----- TEXTO FORNECIDO
27 de outubro de 2010

"Manifesto em defesa da democracia"


Há poucos dias, em 22 de setembro, um grupo de notáveis, daqueles homens que costumam honrar os países onde vivem, divulgou o "Manifesto em defesa da democracia". Assinado por pessoas como Hélio Bicudo, Dom Paulo Evaristo Arns, Ferreira Gullar, Miguel Reali Jr., José Carlos Dias, Henry Sobel e outros. Eles alertavam para o risco que corremos de aviltar a democracia representativa, substituindo-a por uma espécie de ditadura sindical onde os poderes da República seriam sufocados pelo Executivo.
Hélio Bicudo, jurista reconhecido internacionalmente e um dos fundadores do PT, gravou um pronunciamento no qual alerta para esse risco. Para o descaso com que são tratadas as instituições brasileiras e a falta de compostura do Presidente atual no momento em que se escolhe seu sucessor e ele usa a máquina do Estado em favor de um candidato, contra outro. Quando quer sufocar o Poder Legislativo. Quando lamenta ter que acatar ordens judiciais. Quando não respeita as leis em vigor em seu país.
Sabiamente, Hélio Bicudo destacou, logo de início: "Em uma democracia nenhum dos poderes é soberano. Soberana é a Constituição." Claro, é ela que dá corpo e alma ao Estado Democrático. Ela se corporifica pelo respeito que enseja e corporifica, em consequência, o respeito às instituições por ela representadas. Todos crescemos com isso!
----------
----- DADOS ARMAZENADOS
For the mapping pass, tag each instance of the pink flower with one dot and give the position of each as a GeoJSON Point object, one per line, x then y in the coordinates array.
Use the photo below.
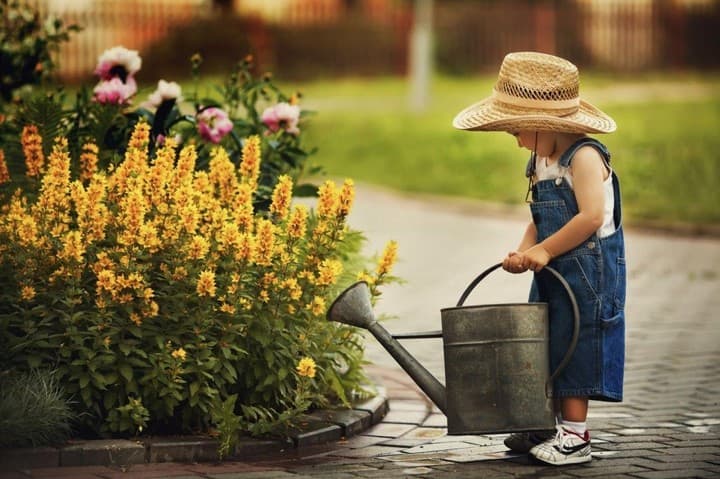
----------
- **OBJETIVO DA TAREFA**: Reproduza o trecho do texto sobre o manifesto que vai de "27 de outubro" até "sufocados pelo Executivo.", substituindo "notáveis" por "personalidades".

- **RESULTADO**:
27 de outubro de 2010

"Manifesto em defesa da democracia"


Há poucos dias, em 22 de setembro, um grupo de personalidades, daqueles homens que costumam honrar os países onde vivem, divulgou o "Manifesto em defesa da democracia". Assinado por pessoas como Hélio Bicudo, Dom Paulo Evaristo Arns, Ferreira Gullar, Miguel Reali Jr., José Carlos Dias, Henry Sobel e outros. Eles alertavam para o risco que corremos de aviltar a democracia representativa, substituindo-a por uma espécie de ditadura sindical onde os poderes da República seriam sufocados pelo Executivo.